YOUR OBJECTIVE -
Please retype all of the records below word for word.

## Start TASK INPUTS

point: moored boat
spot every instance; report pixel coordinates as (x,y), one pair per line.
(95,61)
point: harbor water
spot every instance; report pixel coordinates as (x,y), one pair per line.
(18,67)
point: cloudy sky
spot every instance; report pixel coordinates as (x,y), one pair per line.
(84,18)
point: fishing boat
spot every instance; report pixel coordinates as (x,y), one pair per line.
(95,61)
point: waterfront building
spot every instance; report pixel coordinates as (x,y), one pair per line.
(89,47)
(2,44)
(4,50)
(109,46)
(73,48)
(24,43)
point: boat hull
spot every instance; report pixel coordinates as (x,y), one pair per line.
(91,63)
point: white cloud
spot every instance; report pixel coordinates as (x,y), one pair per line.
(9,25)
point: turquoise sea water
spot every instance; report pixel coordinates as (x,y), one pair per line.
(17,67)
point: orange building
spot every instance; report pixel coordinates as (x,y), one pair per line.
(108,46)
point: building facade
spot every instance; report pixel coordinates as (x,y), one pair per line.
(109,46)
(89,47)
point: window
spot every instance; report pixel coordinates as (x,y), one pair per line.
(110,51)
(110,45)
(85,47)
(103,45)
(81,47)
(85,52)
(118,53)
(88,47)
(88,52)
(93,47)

## End TASK INPUTS

SOLUTION -
point: moored boat
spot every instance; report pixel coordinates as (x,y), one pair per line.
(95,61)
point: harbor water
spot every instance; report pixel coordinates as (x,y), one pair per line.
(18,67)
point: cloudy sky
spot every instance; report pixel coordinates as (x,y), one pair per line.
(84,18)
point: fishing boat
spot every instance; report pixel coordinates as (x,y), one pair per line.
(95,61)
point: waterfront building
spot every instance; report pixel coordinates as (x,y), one pair per line.
(89,47)
(2,44)
(4,50)
(109,46)
(73,48)
(24,43)
point: boat hull
spot every instance; report pixel coordinates as (x,y), one pair per line.
(91,63)
point: white cloud
spot every instance; report pixel coordinates as (x,y), one pair per line.
(9,25)
point: turquoise sea water
spot every instance; report pixel coordinates as (x,y), one pair per line.
(17,67)
point: orange building
spot every instance; report pixel coordinates as (x,y), one pair per line.
(108,46)
point: building facade
spot every instance; report pixel coordinates as (x,y), one pair per line.
(109,46)
(89,47)
point: window
spot every instance; report pixel coordinates as (x,y), one pair per line.
(110,51)
(110,45)
(85,47)
(103,45)
(81,47)
(85,52)
(118,53)
(88,47)
(88,52)
(93,47)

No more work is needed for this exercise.